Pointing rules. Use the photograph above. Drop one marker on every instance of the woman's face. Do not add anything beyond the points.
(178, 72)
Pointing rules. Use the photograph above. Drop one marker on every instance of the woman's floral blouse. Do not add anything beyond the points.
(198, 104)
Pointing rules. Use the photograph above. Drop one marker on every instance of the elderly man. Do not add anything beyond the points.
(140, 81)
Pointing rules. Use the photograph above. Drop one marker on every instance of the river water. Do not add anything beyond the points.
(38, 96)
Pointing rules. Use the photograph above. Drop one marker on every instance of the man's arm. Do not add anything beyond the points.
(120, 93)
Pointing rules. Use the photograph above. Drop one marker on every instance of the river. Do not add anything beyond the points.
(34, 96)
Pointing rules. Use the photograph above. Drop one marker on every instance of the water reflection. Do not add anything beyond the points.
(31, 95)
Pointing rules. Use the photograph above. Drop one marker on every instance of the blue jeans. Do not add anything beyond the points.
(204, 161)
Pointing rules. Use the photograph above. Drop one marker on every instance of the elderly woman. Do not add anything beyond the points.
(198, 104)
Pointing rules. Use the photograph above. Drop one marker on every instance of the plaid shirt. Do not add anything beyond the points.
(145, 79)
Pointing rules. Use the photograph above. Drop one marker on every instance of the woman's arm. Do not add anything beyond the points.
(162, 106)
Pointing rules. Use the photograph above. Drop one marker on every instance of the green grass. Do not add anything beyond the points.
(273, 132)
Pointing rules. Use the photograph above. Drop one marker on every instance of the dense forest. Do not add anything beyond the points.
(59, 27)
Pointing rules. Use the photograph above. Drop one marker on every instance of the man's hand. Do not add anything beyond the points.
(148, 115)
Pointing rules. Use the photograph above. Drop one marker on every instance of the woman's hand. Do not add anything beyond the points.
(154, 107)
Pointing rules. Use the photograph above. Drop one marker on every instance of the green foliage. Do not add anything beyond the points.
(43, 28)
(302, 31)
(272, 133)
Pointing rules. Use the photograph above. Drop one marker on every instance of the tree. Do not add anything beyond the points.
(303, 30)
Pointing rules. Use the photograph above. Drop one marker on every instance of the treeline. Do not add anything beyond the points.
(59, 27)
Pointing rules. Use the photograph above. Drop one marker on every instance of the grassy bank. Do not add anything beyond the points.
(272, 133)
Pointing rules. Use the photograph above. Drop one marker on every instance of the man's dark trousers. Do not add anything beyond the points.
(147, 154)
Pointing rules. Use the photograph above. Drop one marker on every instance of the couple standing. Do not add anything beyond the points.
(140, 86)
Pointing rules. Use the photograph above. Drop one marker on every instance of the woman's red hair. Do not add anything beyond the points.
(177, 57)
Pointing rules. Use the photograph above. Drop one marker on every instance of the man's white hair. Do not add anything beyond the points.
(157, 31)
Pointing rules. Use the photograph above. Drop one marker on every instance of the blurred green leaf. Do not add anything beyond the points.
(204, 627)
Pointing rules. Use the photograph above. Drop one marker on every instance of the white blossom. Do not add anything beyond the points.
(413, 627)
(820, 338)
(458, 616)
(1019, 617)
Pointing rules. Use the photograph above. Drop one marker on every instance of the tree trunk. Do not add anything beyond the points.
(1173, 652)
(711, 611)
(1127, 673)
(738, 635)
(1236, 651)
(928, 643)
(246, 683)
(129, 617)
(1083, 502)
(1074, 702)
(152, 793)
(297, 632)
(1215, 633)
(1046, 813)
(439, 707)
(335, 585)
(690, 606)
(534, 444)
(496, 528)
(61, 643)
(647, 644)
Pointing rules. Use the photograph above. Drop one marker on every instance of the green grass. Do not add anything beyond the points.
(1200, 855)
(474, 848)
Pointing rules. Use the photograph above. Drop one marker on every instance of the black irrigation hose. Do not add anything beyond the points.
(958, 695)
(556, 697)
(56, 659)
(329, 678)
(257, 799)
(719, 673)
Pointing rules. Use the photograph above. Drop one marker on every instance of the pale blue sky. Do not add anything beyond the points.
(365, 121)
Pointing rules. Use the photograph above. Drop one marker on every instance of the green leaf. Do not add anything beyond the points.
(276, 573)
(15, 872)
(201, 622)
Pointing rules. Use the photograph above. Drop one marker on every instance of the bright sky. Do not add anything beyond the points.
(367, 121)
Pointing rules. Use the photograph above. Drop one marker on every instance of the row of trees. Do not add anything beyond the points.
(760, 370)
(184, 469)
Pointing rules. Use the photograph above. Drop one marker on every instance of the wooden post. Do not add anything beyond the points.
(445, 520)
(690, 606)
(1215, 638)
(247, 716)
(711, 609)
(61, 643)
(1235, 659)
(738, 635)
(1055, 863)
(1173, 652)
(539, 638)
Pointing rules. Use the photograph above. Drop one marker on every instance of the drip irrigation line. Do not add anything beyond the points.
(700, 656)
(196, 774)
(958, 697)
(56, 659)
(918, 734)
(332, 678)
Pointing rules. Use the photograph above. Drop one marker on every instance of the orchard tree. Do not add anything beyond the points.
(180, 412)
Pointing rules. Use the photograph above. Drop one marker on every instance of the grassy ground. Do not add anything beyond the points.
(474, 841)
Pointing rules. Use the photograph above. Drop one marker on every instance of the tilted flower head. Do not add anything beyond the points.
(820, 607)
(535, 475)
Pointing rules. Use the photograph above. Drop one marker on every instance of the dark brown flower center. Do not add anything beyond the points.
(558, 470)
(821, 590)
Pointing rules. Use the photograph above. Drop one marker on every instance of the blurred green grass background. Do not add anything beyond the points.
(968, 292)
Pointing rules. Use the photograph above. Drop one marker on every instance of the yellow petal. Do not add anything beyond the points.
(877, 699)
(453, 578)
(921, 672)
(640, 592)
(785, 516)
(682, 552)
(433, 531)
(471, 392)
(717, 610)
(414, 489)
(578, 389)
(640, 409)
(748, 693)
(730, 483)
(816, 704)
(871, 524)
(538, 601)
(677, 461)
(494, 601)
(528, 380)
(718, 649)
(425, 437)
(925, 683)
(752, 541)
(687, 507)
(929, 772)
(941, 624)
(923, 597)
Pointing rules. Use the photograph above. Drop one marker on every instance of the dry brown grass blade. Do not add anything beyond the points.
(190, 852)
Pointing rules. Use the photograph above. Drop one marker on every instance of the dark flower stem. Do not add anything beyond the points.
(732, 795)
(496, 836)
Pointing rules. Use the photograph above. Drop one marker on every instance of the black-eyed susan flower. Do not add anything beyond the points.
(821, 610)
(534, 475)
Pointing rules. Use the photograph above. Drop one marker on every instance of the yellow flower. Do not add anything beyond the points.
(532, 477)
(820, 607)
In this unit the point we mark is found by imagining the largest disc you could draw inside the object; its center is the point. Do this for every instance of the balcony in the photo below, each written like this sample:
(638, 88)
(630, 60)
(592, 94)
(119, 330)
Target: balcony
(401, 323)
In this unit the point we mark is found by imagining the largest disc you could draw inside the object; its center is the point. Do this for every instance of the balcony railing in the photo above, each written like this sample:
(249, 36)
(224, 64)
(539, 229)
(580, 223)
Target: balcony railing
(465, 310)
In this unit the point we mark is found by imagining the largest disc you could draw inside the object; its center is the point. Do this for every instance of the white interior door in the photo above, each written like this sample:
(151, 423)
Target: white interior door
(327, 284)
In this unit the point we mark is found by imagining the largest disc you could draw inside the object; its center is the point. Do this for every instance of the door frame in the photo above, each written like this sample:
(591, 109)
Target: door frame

-.-.-

> Objective
Make an exact copy of the listing, including every line.

> Response to the task
Pointing rules. Use the photograph above. Drop one marker on every instance of the woman's face. Do not add anything beyond the points.
(178, 72)
Pointing rules. Use the photograph above. Drop one marker on every instance of the woman's floral blouse. Do not add anything beyond the points.
(198, 104)
Pointing rules. Use the photograph above. Drop one marker on every instance of the elderly man. Do not add anything beyond the points.
(140, 81)
Pointing rules. Use the photograph above. Drop one marker on every instance of the river water. Do not add anything beyond the points.
(38, 96)
Pointing rules. Use the photograph above. Drop one marker on every instance of the man's arm. Do not add anything beyond the points.
(120, 93)
Pointing rules. Use the photograph above. Drop one marker on every instance of the river. Do not add anything beyond the points.
(34, 96)
Pointing rules. Use the photograph above. Drop one marker on every instance of the water reflection. Do not add anything beyond the points.
(31, 95)
Pointing rules. Use the photograph above. Drop one marker on every instance of the blue jeans. Do not add anything beyond the points.
(204, 161)
Pointing rules. Use the photograph above. Drop one marker on every instance of the elderly woman. Do not add anything beyond the points.
(198, 104)
Pointing rules. Use the photograph above. Drop one marker on every instance of the plaid shirt. Do not add anything beyond the points.
(145, 79)
Pointing rules. Use the photograph above. Drop one marker on every instance of the woman's arm. Do not add anything beyond the points.
(162, 106)
Pointing rules. Use the photograph above. Drop one marker on every instance of the green grass. Do not add anything beyond the points.
(273, 132)
Pointing rules. Use the photograph above. Drop one marker on every instance of the dense forest. Do not add anything beyond the points.
(59, 27)
Pointing rules. Use the photograph above. Drop one marker on every instance of the man's hand. Do not add anything beyond the points.
(148, 115)
Pointing rules. Use the photograph above. Drop one marker on every instance of the woman's hand. Do not add anything beyond the points.
(154, 107)
Pointing rules. Use the photograph above. Drop one marker on every instance of the green foliage. Do not add anything beyond the points.
(43, 28)
(302, 31)
(272, 133)
Pointing rules. Use the photograph above. Drop one marker on every instance of the tree. Do not add anything beyond the points.
(303, 30)
Pointing rules. Use the photograph above. Drop one marker on every instance of the treeline. Do not add anything beyond the points.
(59, 27)
Pointing rules. Use the photograph above. Drop one marker on every instance of the grassy bank. Do not add anything beyond the points.
(272, 133)
Pointing rules. Use the photograph above. Drop one marker on every instance of the man's dark trousers. Do not add anything beyond the points.
(147, 154)
Pointing rules. Use the photograph above. Drop one marker on every instance of the couple standing. Do not add anything beyond the points.
(140, 86)
Pointing rules. Use the photograph above. Drop one marker on every instance of the woman's red hair. Do not add anything beyond the points.
(177, 57)
Pointing rules. Use the photograph above. Drop one marker on every instance of the man's white hair. Do not add anything beyond the points.
(157, 31)
Pointing rules. Use the photograph above. Drop one marker on every instance of the blurred green leaf. Do not add anything beyond the points.
(204, 627)
Pointing rules. Use the photograph above. Drop one marker on every instance of the white blossom. Do not add anything beyond the points.
(413, 627)
(820, 338)
(458, 616)
(1019, 617)
Pointing rules. Use the photograph above. Drop one marker on every instance of the tree trunk. Do not add anything beyond the points.
(1173, 652)
(711, 611)
(1127, 673)
(738, 635)
(1236, 651)
(928, 643)
(246, 683)
(129, 617)
(1083, 502)
(1074, 702)
(152, 793)
(297, 632)
(1215, 633)
(1046, 813)
(439, 707)
(335, 585)
(690, 606)
(534, 444)
(496, 528)
(61, 643)
(647, 644)
Pointing rules. Use the photograph above. Drop one marker on every instance of the green grass. Do not add anything beyond the points.
(1200, 855)
(474, 848)
Pointing rules. Use the photograph above. Drop one marker on every instance of the black irrigation hose. Do not add anything beyond the points.
(958, 695)
(556, 697)
(56, 659)
(329, 678)
(257, 799)
(719, 673)
Pointing rules. Use the photograph above. Drop one marker on every instance of the pale blue sky. Do not add anything beyond the points.
(365, 121)
Pointing rules. Use the photograph above. Drop one marker on every instance of the green leaf. Do not add anything beyond the points.
(276, 573)
(15, 872)
(201, 622)
Pointing rules. Use the photograph above. Drop one marker on every instance of the bright sky. Do not add anything beyond the points.
(367, 121)
Pointing rules. Use the photograph above. Drop one marker on every instance of the row of trees. Do not add anything beyond the points.
(760, 370)
(184, 469)
Pointing rules. Use the photograph above. Drop one marker on every instance of the wooden post. Do not add anything beyond the points.
(445, 520)
(690, 606)
(1215, 638)
(247, 716)
(711, 609)
(61, 643)
(1235, 659)
(738, 635)
(1055, 863)
(1173, 652)
(539, 638)
Pointing rules. Use the photograph above. Drop one marker on every instance of the drip irrigation line. Do not add anything beyond the points.
(700, 656)
(196, 774)
(958, 697)
(56, 659)
(918, 734)
(332, 678)
Pointing rules. Use the photograph above. Drop one marker on every instance of the orchard tree. Do not add anything beyond the points.
(180, 412)
Pointing rules. Use the photograph above. Drop one marker on every instance of the grassy ground. Do not add anything beyond the points.
(474, 841)
Pointing rules. Use the photograph above. Drop one marker on every instance of the tilted flower head. Do not add anything beyond the points.
(820, 607)
(535, 475)
Pointing rules. Use the photograph above. Drop one marker on every instance of the dark brown flower center. Do not add anything beyond the points.
(558, 470)
(821, 590)
Pointing rules. Use the photograph above. Drop one marker on every instance of the blurred green grass background. Do not add anything beyond the points.
(968, 292)
Pointing rules. Use the photograph above. Drop one marker on every instance of the yellow petal. Do not add anything beyond the points.
(877, 699)
(453, 578)
(921, 672)
(640, 592)
(785, 516)
(682, 552)
(433, 531)
(471, 392)
(717, 610)
(414, 489)
(578, 389)
(640, 409)
(748, 693)
(730, 483)
(816, 704)
(871, 524)
(538, 601)
(677, 461)
(494, 601)
(528, 380)
(718, 649)
(425, 437)
(925, 683)
(752, 541)
(687, 507)
(929, 772)
(941, 624)
(923, 597)
Pointing rules. Use the photograph above. Drop one marker on every instance of the dry brown grass blade. Do not add anything beyond the points.
(190, 852)
Pointing rules. Use the photograph above. Drop one marker on every instance of the dark flower stem. Do not add anything beyond the points.
(732, 795)
(496, 836)
Pointing rules. Use the photograph above. Drop one marker on every instance of the black-eyed susan flower. Do not add anything beyond the points.
(821, 610)
(534, 475)
Pointing rules. Use the photograph above. Drop one marker on every instance of the yellow flower. Do not add anything beyond the points.
(532, 477)
(820, 607)
In this unit the point we mark is found by imagining the largest disc you could draw inside the object; its center is the point. Do this for every instance of the balcony in the photo below, each written like this sample:
(638, 88)
(630, 60)
(592, 94)
(119, 330)
Target: balcony
(401, 323)
In this unit the point we mark is found by imagining the largest disc you could draw inside the object; its center is the point. Do this for every instance of the balcony railing in the photo above, each written like this sample:
(249, 36)
(224, 64)
(539, 229)
(580, 223)
Target: balcony railing
(465, 310)
In this unit the point we mark is found by imagining the largest disc you could draw inside the object; its center is the point. Do this for every instance of the white interior door in the photo above, each written like this sample:
(151, 423)
Target: white interior door
(327, 284)
In this unit the point we mark is found by imagining the largest disc you could draw inside the object; its center is the point. Do this for every instance of the door frame in the photo above, each written like this sample:
(591, 109)
Target: door frame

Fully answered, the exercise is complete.